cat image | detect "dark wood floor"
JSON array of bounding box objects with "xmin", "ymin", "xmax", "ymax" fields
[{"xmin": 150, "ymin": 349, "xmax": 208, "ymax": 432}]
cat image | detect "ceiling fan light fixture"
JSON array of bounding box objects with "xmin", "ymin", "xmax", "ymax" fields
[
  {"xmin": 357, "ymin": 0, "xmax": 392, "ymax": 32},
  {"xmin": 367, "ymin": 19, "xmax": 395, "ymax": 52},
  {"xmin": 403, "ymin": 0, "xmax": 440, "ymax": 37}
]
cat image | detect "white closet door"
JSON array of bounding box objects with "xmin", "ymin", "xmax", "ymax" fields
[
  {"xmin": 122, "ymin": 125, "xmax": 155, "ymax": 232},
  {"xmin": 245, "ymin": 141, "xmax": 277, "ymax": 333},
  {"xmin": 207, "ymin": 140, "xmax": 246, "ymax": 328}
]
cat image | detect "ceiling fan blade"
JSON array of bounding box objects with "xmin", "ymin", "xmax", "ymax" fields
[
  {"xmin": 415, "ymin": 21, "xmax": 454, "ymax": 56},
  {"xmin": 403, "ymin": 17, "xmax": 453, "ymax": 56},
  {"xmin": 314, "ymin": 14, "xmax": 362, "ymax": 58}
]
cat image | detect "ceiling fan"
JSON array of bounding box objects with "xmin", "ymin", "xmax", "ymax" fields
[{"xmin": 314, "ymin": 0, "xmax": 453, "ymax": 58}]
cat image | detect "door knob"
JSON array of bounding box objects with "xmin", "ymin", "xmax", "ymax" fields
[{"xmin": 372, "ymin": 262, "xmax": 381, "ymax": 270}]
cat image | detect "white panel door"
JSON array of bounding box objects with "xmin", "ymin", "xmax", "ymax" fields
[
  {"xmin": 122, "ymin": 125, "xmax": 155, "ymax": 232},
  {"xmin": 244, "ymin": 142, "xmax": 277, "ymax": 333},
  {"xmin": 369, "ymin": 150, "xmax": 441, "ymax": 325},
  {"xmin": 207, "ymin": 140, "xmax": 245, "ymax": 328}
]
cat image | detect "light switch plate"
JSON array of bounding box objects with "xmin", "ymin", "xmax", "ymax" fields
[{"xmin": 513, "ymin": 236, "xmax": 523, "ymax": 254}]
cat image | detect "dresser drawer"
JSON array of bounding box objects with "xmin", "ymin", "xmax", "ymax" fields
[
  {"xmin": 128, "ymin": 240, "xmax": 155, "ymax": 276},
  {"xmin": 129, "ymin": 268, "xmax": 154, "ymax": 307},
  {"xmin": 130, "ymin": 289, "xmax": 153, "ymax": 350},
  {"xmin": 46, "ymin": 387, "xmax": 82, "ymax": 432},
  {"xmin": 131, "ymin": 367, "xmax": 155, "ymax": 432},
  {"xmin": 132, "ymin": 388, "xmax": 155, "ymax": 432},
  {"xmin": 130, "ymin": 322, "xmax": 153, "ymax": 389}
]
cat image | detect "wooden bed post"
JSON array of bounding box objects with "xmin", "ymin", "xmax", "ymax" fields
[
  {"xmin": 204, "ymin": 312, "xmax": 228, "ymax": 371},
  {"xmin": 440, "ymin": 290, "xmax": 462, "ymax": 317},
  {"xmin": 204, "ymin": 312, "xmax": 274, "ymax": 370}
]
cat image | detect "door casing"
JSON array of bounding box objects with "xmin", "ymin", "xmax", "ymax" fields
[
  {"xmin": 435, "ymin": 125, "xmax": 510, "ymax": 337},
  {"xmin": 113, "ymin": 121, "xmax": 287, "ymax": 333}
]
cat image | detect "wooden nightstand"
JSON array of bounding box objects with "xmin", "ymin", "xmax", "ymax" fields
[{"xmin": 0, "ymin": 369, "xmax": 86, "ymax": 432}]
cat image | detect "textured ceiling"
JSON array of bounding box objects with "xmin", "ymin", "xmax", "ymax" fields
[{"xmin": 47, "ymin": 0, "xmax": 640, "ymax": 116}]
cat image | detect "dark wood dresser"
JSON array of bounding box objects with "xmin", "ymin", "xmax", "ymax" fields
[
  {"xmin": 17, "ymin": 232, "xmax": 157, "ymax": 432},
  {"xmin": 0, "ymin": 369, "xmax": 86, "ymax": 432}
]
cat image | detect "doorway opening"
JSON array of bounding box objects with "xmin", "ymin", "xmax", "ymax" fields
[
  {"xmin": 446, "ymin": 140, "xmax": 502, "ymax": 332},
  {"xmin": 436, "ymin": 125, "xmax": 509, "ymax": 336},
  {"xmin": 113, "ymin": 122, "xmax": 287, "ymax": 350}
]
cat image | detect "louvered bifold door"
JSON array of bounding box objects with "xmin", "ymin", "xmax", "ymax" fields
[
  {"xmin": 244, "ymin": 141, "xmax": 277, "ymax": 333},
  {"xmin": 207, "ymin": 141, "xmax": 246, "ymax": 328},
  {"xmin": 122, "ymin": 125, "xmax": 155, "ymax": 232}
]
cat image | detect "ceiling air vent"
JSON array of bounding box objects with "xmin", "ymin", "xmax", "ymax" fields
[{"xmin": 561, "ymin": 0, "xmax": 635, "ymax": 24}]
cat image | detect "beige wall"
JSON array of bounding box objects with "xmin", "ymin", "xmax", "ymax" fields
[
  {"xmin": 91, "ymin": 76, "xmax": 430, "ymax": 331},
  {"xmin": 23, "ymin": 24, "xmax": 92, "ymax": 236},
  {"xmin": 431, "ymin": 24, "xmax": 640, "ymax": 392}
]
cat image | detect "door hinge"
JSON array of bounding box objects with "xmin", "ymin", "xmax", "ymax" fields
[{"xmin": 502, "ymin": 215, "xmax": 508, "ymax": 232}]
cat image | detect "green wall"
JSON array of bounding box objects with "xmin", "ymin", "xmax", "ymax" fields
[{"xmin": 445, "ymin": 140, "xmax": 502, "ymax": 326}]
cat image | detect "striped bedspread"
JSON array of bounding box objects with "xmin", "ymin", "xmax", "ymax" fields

..........

- _EXERCISE DETAILS_
Each record above should be reproduced in full, exactly as it stands.

- _REPLY_
cat image | detect "dark wood floor"
JSON array of bounding box objects with "xmin", "ymin", "xmax", "ymax" fields
[{"xmin": 150, "ymin": 349, "xmax": 208, "ymax": 432}]
cat image | detect "ceiling fan light fixture"
JSON array of bounding box objects with "xmin", "ymin", "xmax", "ymax" fields
[
  {"xmin": 357, "ymin": 0, "xmax": 392, "ymax": 32},
  {"xmin": 367, "ymin": 19, "xmax": 395, "ymax": 52},
  {"xmin": 403, "ymin": 0, "xmax": 440, "ymax": 37}
]
cat image | detect "white closet door"
JSON array of bounding box objects with "xmin", "ymin", "xmax", "ymax" fields
[
  {"xmin": 122, "ymin": 125, "xmax": 155, "ymax": 232},
  {"xmin": 245, "ymin": 141, "xmax": 277, "ymax": 333},
  {"xmin": 207, "ymin": 140, "xmax": 246, "ymax": 328}
]
cat image | detect "ceiling fan blade"
JSON array of bounding box objects with "xmin", "ymin", "xmax", "ymax" fields
[
  {"xmin": 415, "ymin": 21, "xmax": 454, "ymax": 56},
  {"xmin": 403, "ymin": 17, "xmax": 453, "ymax": 56},
  {"xmin": 314, "ymin": 14, "xmax": 362, "ymax": 58}
]
cat image | detect "ceiling fan"
JSON array of bounding box objects with "xmin", "ymin", "xmax", "ymax" fields
[{"xmin": 314, "ymin": 0, "xmax": 453, "ymax": 58}]
cat image | detect "door knob"
JSON array of bounding box objects with "xmin", "ymin", "xmax", "ymax" fields
[{"xmin": 372, "ymin": 262, "xmax": 381, "ymax": 270}]
cat image | detect "white panel door"
JSON array of bounding box objects with "xmin", "ymin", "xmax", "ymax" fields
[
  {"xmin": 122, "ymin": 125, "xmax": 155, "ymax": 232},
  {"xmin": 244, "ymin": 142, "xmax": 277, "ymax": 333},
  {"xmin": 369, "ymin": 150, "xmax": 441, "ymax": 325},
  {"xmin": 207, "ymin": 140, "xmax": 245, "ymax": 328}
]
cat image | detect "light switch plate"
JSON array of bounding box objects with "xmin", "ymin", "xmax", "ymax" fields
[{"xmin": 513, "ymin": 236, "xmax": 523, "ymax": 254}]
cat image | detect "dresser drawer"
JSON array of bounding box objects with "xmin", "ymin", "xmax", "ymax" fields
[
  {"xmin": 128, "ymin": 240, "xmax": 155, "ymax": 276},
  {"xmin": 129, "ymin": 268, "xmax": 154, "ymax": 307},
  {"xmin": 130, "ymin": 289, "xmax": 153, "ymax": 350},
  {"xmin": 46, "ymin": 387, "xmax": 82, "ymax": 432},
  {"xmin": 131, "ymin": 367, "xmax": 155, "ymax": 432},
  {"xmin": 132, "ymin": 388, "xmax": 155, "ymax": 432},
  {"xmin": 130, "ymin": 322, "xmax": 153, "ymax": 389}
]
cat image | detect "wooden bed post"
JSON array of bounding box objects with "xmin", "ymin", "xmax", "ymax" fields
[
  {"xmin": 204, "ymin": 312, "xmax": 228, "ymax": 371},
  {"xmin": 440, "ymin": 290, "xmax": 462, "ymax": 317},
  {"xmin": 204, "ymin": 312, "xmax": 274, "ymax": 370}
]
cat image | detect "door casing"
JSON array of bounding box objects with "xmin", "ymin", "xmax", "ymax" fields
[
  {"xmin": 435, "ymin": 125, "xmax": 510, "ymax": 337},
  {"xmin": 113, "ymin": 121, "xmax": 287, "ymax": 333}
]
cat image | detect "wooden nightstand"
JSON array of bounding box objects with "xmin", "ymin", "xmax", "ymax" fields
[{"xmin": 0, "ymin": 369, "xmax": 86, "ymax": 432}]
cat image | detect "textured ceiling"
JSON array of bounding box objects with "xmin", "ymin", "xmax", "ymax" fields
[{"xmin": 47, "ymin": 0, "xmax": 640, "ymax": 116}]
cat image | detect "dark wood dresser"
JSON array of bounding box objects with "xmin", "ymin", "xmax", "ymax" fields
[
  {"xmin": 17, "ymin": 232, "xmax": 157, "ymax": 432},
  {"xmin": 0, "ymin": 369, "xmax": 86, "ymax": 432}
]
cat image | detect "doorway opening"
JSON array of bounding box objects with "xmin", "ymin", "xmax", "ymax" fields
[
  {"xmin": 446, "ymin": 140, "xmax": 502, "ymax": 332},
  {"xmin": 436, "ymin": 125, "xmax": 509, "ymax": 336},
  {"xmin": 113, "ymin": 122, "xmax": 287, "ymax": 350}
]
cat image | detect "louvered bifold door"
JSON array of bounding box objects with "xmin", "ymin", "xmax", "ymax" fields
[
  {"xmin": 244, "ymin": 141, "xmax": 277, "ymax": 333},
  {"xmin": 207, "ymin": 141, "xmax": 246, "ymax": 328},
  {"xmin": 122, "ymin": 125, "xmax": 155, "ymax": 232}
]
cat image | detect "ceiling air vent"
JSON array of bounding box objects with "xmin", "ymin", "xmax", "ymax" fields
[{"xmin": 561, "ymin": 0, "xmax": 635, "ymax": 24}]
cat image | detect "beige wall"
JSON array of bounding box objects with "xmin", "ymin", "xmax", "ymax" fields
[
  {"xmin": 91, "ymin": 76, "xmax": 430, "ymax": 331},
  {"xmin": 23, "ymin": 24, "xmax": 92, "ymax": 236},
  {"xmin": 431, "ymin": 24, "xmax": 640, "ymax": 392}
]
cat image | detect "door hinge"
JSON array of bounding box objects with "xmin", "ymin", "xmax", "ymax" fields
[{"xmin": 502, "ymin": 215, "xmax": 508, "ymax": 232}]
cat image | detect "green wall"
JSON array of bounding box objects with "xmin", "ymin", "xmax", "ymax" fields
[{"xmin": 445, "ymin": 140, "xmax": 502, "ymax": 326}]
cat image | detect "striped bedspread"
JSON array of bounding box objects with "xmin", "ymin", "xmax", "ymax" fields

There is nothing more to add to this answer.